| What to work on |
Output every one of the entries below line for line, changing nothing.

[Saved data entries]
===

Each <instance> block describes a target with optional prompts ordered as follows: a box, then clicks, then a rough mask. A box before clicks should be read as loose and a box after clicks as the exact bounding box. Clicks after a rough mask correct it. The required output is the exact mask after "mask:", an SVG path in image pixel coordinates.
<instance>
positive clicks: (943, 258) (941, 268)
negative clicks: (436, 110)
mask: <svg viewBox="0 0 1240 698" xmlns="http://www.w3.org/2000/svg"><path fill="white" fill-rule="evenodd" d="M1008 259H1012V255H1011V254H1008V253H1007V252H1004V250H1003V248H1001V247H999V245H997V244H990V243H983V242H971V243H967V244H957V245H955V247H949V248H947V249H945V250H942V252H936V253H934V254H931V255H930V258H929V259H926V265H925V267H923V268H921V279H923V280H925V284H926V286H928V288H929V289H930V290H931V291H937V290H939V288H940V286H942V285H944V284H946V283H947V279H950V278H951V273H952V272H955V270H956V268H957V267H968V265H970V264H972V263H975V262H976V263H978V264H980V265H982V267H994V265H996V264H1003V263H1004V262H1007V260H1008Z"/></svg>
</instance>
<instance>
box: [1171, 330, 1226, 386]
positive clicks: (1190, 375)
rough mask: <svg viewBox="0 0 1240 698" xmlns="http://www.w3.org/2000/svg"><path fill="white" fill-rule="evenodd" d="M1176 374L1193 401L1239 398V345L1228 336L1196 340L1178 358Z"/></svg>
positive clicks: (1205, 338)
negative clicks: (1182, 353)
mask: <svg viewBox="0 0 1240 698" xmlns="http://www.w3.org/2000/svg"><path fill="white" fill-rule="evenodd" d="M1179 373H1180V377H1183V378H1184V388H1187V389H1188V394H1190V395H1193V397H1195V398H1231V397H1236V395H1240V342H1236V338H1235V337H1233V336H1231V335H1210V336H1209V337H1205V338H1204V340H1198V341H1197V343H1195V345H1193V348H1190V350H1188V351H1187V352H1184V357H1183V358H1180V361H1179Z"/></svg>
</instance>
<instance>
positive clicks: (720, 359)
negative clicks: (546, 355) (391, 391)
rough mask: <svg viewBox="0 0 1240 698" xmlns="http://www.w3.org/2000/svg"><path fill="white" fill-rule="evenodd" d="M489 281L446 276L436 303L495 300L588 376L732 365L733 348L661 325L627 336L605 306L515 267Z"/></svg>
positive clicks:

===

| Task answer |
Each <instance> block describes a target with optional prompts ordered as follows: a box, then clicks, then a rough mask. A box before clicks should be read as loose and a box after clicks as the exact bounding box. Clicks after a rough mask correct it. The required output is the exact mask after "mask:", an SVG path in image pixel coordinates.
<instance>
positive clicks: (943, 258) (941, 268)
negative clicks: (436, 110)
mask: <svg viewBox="0 0 1240 698" xmlns="http://www.w3.org/2000/svg"><path fill="white" fill-rule="evenodd" d="M1008 259H1012V255H1011V254H1008V253H1007V252H1004V250H1003V248H1001V247H999V245H997V244H990V243H983V242H971V243H967V244H957V245H955V247H949V248H947V249H945V250H942V252H936V253H934V254H931V255H930V258H929V259H926V265H925V267H923V268H921V279H923V280H925V284H926V286H928V288H929V289H930V290H931V291H937V290H939V288H940V286H942V285H944V284H946V283H947V279H950V278H951V273H952V272H955V270H956V268H957V267H968V265H970V264H972V263H975V262H976V263H978V264H980V265H982V267H994V265H996V264H1003V263H1004V262H1007V260H1008Z"/></svg>
</instance>
<instance>
box: [1171, 330, 1226, 386]
positive clicks: (1190, 375)
rough mask: <svg viewBox="0 0 1240 698" xmlns="http://www.w3.org/2000/svg"><path fill="white" fill-rule="evenodd" d="M1176 374L1193 401L1239 398V345L1228 336L1196 340L1178 358Z"/></svg>
positive clicks: (1205, 338)
negative clicks: (1182, 353)
mask: <svg viewBox="0 0 1240 698" xmlns="http://www.w3.org/2000/svg"><path fill="white" fill-rule="evenodd" d="M1179 373H1180V377H1183V378H1184V388H1187V389H1188V394H1190V395H1193V397H1195V398H1231V397H1236V395H1240V342H1236V338H1235V337H1233V336H1231V335H1210V336H1209V337H1205V338H1204V340H1198V341H1197V343H1195V345H1193V348H1190V350H1188V351H1187V352H1184V357H1183V358H1180V361H1179Z"/></svg>
</instance>
<instance>
positive clicks: (720, 359)
negative clicks: (546, 355) (391, 391)
rough mask: <svg viewBox="0 0 1240 698" xmlns="http://www.w3.org/2000/svg"><path fill="white" fill-rule="evenodd" d="M489 281L446 276L436 303L495 300L588 376L732 365L733 348L661 325L627 336L605 306L515 267Z"/></svg>
positive clicks:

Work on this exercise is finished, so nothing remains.